Из всего сказанного уже нетрудно определить место в истории, классовое и философское содержание позднего Шеллинга. Борьба теперь идет уже не за обоснование объективной диалектики вообще, в отдельных вопросах которой молодой Шеллинг, как мы видели, отважился на рискованный рывок вперёд, по направлению к диалектике природы, однако, из-за своего интеллектуального созерцания методологически остановился у самых ворот диалектики — и заложил основы первой формы современного иррационализма. В общих чертах мы уже отметили, как его философская позиция взаимно связана с политической позицией относительно революции и Реставрации. Историческая ситуация к началу 1840-х годов была намного более зрелой и обостренной: романтизированная реакция Фридриха Вильгельма IV и его сторонников, хотя за ней и стояла государственная власть Пруссии, всё же в гораздо большей степени является арьергардным боем, чем первоначальная романтическая реакция после Французской революции и в эпоху Реставрации. За прошедшие десятилетия процесс становления капитализма в Германии сильно продвинулся вперёд. Не только давление буржуазии на феодально-абсолютистский строй становится всё сильнее, но и резкая противоположность между буржуазией и пролетариатом, этот верный признак энергичного наступления капитализма, проявляется всё решительнее; прошло немного лет после выступления Шеллинга, как последовало великое восстание силезских ткачей (в 1844 году).

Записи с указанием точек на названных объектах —
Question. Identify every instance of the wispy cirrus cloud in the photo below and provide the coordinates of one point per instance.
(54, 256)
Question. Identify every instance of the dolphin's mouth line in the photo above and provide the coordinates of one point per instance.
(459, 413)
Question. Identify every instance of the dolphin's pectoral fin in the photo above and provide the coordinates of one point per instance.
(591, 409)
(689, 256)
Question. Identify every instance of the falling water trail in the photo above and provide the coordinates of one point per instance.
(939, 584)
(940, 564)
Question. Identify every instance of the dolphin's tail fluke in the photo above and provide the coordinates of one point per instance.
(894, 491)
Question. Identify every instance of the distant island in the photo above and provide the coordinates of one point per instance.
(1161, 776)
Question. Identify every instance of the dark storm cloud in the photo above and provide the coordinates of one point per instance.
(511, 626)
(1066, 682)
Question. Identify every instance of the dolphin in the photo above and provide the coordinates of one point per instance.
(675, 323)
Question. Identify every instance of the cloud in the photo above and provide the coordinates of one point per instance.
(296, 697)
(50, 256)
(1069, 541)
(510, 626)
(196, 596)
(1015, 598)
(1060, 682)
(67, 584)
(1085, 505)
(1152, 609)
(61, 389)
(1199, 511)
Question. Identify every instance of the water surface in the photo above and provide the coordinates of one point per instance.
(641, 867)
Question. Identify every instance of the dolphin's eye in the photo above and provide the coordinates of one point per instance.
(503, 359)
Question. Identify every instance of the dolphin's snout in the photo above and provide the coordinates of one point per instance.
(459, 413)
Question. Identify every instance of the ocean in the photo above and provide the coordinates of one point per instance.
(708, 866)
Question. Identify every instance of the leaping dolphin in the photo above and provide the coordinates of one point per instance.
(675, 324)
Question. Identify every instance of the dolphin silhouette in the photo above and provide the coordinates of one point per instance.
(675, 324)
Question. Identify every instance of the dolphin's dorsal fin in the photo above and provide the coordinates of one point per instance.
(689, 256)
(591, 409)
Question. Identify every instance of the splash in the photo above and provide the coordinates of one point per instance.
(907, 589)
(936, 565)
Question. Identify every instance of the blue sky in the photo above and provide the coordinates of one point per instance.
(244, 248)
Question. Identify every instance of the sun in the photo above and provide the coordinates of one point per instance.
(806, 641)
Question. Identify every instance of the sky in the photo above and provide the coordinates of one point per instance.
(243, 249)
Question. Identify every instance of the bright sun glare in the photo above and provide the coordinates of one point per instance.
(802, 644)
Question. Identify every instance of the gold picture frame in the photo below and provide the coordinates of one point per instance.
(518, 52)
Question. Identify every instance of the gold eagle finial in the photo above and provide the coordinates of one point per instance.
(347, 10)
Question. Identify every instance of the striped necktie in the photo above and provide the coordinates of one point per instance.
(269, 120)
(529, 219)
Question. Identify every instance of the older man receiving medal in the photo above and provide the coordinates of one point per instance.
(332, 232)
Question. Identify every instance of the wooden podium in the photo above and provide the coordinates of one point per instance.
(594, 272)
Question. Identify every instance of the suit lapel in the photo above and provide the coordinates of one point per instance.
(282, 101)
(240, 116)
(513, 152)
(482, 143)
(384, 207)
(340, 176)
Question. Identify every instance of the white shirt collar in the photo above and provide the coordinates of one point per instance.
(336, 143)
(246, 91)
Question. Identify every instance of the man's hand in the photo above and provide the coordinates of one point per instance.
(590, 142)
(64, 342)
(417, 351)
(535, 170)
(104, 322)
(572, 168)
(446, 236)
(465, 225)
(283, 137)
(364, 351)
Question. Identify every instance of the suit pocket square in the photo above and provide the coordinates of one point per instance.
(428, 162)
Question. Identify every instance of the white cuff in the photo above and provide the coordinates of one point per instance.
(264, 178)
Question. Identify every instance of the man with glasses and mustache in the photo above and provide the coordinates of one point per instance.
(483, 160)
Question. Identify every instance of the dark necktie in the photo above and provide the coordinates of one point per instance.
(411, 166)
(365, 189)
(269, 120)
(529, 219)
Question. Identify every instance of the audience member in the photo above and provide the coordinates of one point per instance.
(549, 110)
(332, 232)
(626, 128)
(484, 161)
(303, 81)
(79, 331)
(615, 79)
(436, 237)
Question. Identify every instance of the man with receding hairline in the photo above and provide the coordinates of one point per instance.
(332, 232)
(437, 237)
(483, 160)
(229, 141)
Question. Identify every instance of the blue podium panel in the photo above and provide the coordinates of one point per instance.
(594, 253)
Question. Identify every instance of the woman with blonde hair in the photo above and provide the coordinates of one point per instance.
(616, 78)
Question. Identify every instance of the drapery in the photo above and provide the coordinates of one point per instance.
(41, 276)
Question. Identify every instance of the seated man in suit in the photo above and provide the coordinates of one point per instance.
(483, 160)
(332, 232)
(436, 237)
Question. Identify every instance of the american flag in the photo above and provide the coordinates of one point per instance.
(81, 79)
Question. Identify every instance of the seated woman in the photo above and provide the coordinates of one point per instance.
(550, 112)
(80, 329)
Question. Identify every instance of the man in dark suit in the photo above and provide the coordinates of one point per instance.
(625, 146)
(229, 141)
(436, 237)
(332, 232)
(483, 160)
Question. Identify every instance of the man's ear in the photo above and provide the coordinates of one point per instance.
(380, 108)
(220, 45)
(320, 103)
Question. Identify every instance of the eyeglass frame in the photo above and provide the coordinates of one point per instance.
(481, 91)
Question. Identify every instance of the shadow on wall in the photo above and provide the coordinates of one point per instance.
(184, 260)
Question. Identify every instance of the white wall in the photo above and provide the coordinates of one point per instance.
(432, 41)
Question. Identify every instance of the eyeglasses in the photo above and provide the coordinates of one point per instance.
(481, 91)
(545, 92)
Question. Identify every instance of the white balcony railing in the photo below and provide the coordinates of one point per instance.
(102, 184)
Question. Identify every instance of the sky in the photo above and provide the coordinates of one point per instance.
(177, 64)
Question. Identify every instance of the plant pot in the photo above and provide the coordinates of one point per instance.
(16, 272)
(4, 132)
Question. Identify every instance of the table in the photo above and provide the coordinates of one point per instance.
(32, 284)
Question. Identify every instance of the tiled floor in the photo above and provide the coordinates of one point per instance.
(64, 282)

Задания —
- 1) В каком году, согласно фрагменту о позднем Шеллинге, произошло великое восстание силезских ткачей?
- 2) Оформите в виде нумерованного списка записи от строки с "Question. Identify every instance of the dolphin's pectoral" до строки с "(1161, 776)" включительно. Пустые строки пропустите.

Ответы к заданиям —
- 1) В 1844 году.

- 2)
1. Question. Identify every instance of the dolphin's pectoral fin in the photo above and provide the coordinates of one point per instance.
2. (591, 409)
3. (689, 256)
4. Question. Identify every instance of the falling water trail in the photo above and provide the coordinates of one point per instance.
5. (939, 584)
6. (940, 564)
7. Question. Identify every instance of the dolphin's tail fluke in the photo above and provide the coordinates of one point per instance.
8. (894, 491)
9. Question. Identify every instance of the distant island in the photo above and provide the coordinates of one point per instance.
10. (1161, 776)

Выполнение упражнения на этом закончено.